# Required work
1) Answer these from the hospital interview transcript, one line each:
(a) How many beds are in the unit set up in the cafeteria?
(b) What three "big buckets" of concern does Varga name?
(c) In what city did the Ebola crisis Varga mentions arise?
2) Retype the part of the hospital interview transcript starting at "Sweden's Coronavirus Gamble;" and ending at "Dr. Daniel Varga.".
3) Please extend the hospital interview transcript beyond its final line.

*** Extract Section Begins ***

Sweden's Coronavirus Gamble; Hospitals Running Out of Room for Dead Bodies?. Aired 4:30-5p ET

Aired April 13, 2020 - 16:30   ET

THIS IS A RUSH TRANSCRIPT. THIS COPY MAY NOT BE IN ITS FINAL FORM AND MAY BE UPDATED.


[16:30:00]

JAKE TAPPER, CNN HOST: One New Jersey hospital even is converting its cafeteria into space to hold the onslaught of patients.

And joining me now to discuss this is the chief physician executive at that hospital, Hackensack Meridian Health, Dr. Daniel Varga.

Dr. Varga, thank you so much for joining us, and thanks for the work you're doing.

You're converting the cafeteria to hold non-intensive care unit patients. You have openly talked about employees at your hospital getting sick, contracting coronavirus.

Tell us how serious, how dire conditions are at your hospital.

DR. DANIEL VARGA, HACKENSACK MERIDIAN HEALTH: Well, you know, we have got right now about 1,900 patients in our acute care hospitals.

If you look, count our nursing homes and other areas that we provide care, we're up around 2,600 patients total. We have actually at Hackensack University Medical Center, where you're talking about the cafeteria expansion, running just shy of 200 patients and ICU beds, a huge chunk of that being COVID patients, and most of those folks are on ventilators.

But what we did do with the cafeteria -- and this something that we have been doing continuously -- is converting space, mostly to convert normal hospital bed space into ICU space.

But, in this situation, knowing that we had taken away normal hospital bed space, we created a 72-bed unit down in our cafeteria in about a three-to-five-day period of time.

And we probably have that about two-thirds filled right now.

TAPPER: And, Doctor, do you have enough personal protective equipment, enough N95 masks, enough ventilators for the needs of your health care workers and the needs of your COVID-19 patients?

VARGA: So, Jake, right now, we have -- in the three big buckets of things you worry about, space, staff and material, we're actually doing pretty well with space, doing pretty well with material. And I think we have done well with ventilators. We have acquired a lot on our own. We have been lucky enough to get some from the National Stockpile as well. We have been very good at moving them around our system to make sure that everybody has them when they need them.

N95 masks are going to be a challenge for the next couple months. We are actually sourcing N95 masks anywhere we can, as well as sourcing the international equivalents of N95 . But right now, we're pretty good with that.

Our biggest challenge right now is our staff, and we have got a phenomenal set of front-line caregivers. But you can make beds and you can get equipment, but if you don't have people to staff those beds and take care of those folks, it doesn't really do a lot of good. Our folks are doing a great job, though. We're staying ahead of it.

TAPPER: You worked on one of the first Ebola cases in the United States. You have experience with outbreaks.

Have you ever seen anything like what we're going through right now?

VARGA: Nothing like this.

I mean, the scope of this is just so profound. I mean, it's -- our Ebola crisis arose with three patients in Dallas. It was obviously a worldwide issue, but the U.S. impact was three folks and then folks who happened to come to hospitals from overseas.

*** Extract Section Ends ***
*** Material supplied Section Begins ***

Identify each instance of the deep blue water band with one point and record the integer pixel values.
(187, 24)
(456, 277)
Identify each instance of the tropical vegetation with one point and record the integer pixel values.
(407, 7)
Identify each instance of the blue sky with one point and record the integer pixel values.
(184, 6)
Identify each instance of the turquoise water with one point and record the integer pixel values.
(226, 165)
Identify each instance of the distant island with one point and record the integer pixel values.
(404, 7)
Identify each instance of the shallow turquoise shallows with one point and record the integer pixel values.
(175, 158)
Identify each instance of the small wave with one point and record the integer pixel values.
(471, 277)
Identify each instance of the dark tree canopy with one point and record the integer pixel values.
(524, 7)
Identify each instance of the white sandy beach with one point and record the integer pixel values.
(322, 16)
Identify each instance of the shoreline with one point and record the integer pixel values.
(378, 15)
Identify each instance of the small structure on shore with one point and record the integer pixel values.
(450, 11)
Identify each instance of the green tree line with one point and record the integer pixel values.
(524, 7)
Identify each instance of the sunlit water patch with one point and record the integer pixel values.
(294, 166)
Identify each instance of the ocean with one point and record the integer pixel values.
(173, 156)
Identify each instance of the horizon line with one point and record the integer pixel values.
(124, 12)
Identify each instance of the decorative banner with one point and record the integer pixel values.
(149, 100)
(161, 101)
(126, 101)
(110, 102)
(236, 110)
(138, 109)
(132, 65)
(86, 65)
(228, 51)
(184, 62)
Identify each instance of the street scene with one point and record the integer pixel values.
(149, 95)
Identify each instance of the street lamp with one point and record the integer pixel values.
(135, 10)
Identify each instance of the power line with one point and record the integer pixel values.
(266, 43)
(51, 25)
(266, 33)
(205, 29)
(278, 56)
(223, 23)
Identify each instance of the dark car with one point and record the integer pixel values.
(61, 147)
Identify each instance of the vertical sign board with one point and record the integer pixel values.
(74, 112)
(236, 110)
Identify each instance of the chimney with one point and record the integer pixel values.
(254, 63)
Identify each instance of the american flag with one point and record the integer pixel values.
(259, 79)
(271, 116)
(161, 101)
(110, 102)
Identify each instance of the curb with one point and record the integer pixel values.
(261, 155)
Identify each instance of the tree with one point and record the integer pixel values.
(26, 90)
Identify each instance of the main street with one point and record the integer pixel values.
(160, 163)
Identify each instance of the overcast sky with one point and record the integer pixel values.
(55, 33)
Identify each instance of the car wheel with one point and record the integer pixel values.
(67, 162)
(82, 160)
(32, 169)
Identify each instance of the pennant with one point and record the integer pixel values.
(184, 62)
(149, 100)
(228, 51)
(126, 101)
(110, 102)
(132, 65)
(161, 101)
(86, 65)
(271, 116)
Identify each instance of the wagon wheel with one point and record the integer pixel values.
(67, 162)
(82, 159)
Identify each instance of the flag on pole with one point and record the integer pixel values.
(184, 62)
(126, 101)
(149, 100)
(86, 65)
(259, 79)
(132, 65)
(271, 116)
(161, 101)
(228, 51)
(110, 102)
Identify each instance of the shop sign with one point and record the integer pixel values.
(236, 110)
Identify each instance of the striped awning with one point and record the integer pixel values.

*** Material supplied Section Ends ***

# Answers to this exercise
1)
(a) 72
(b) Space, staff and material
(c) Dallas

2)
Sweden's Coronavirus Gamble; Hospitals Running Out of Room for Dead Bodies?. Aired 4:30-5p ET

Aired April 13, 2020 - 16:30   ET

THIS IS A RUSH TRANSCRIPT. THIS COPY MAY NOT BE IN ITS FINAL FORM AND MAY BE UPDATED.


[16:30:00]

JAKE TAPPER, CNN HOST: One New Jersey hospital even is converting its cafeteria into space to hold the onslaught of patients.

And joining me now to discuss this is the chief physician executive at that hospital, Hackensack Meridian Health, Dr. Daniel Varga.

3)
But this is a scenario that touches everybody. And I will bet there's not anybody out there in your audience right now who hasn't been personally touched by COVID-19.

The other piece is that we had had a little bit of experience with previous Ebola outbreaks. We have never seen this one before. So that makes it particularly challenging.

TAPPER: Your governor, Governor Murphy, said yesterday that there are some projections suggesting that New Jersey has hit its peak.

Other projections show the state has not hit its peak yet. What do you think, as somebody who's on the front lines of this? And if you think the peak is still potentially weeks away, how are you preparing to handle that?

VARGA: Well, Jake, knock on wood, it looks like we have at least slowed the amount of growth.

Over the last week, our admissions related to COVID-type individuals, either people under suspicion or confirmed COVID cases, dropped about 40 percent from the beginning of the week to the end of the week. That's about 100-admissions-per-day drop.

But, that said, we are still growing. I mean, three weeks ago, we were growing at 15 percent. A week before that -- the week after that, we were growing at about 7 percent. Last week, we kind of grew at about 2 to 3 percent. So, clearly, we're seeing some positive trends. What we really want to

see is the sort of curve that New York is starting to experience, where you see that rapid drop in hospital admissions and actually couple that with the good news of people being excavated from ventilators and discharged from the hospital.

TAPPER: I was just reading a story. It wasn't -- it's not new. It's a few weeks' old, but NJ.com was reporting that your hospital has enacted a DNR, a do not resuscitate order, for coronavirus patients.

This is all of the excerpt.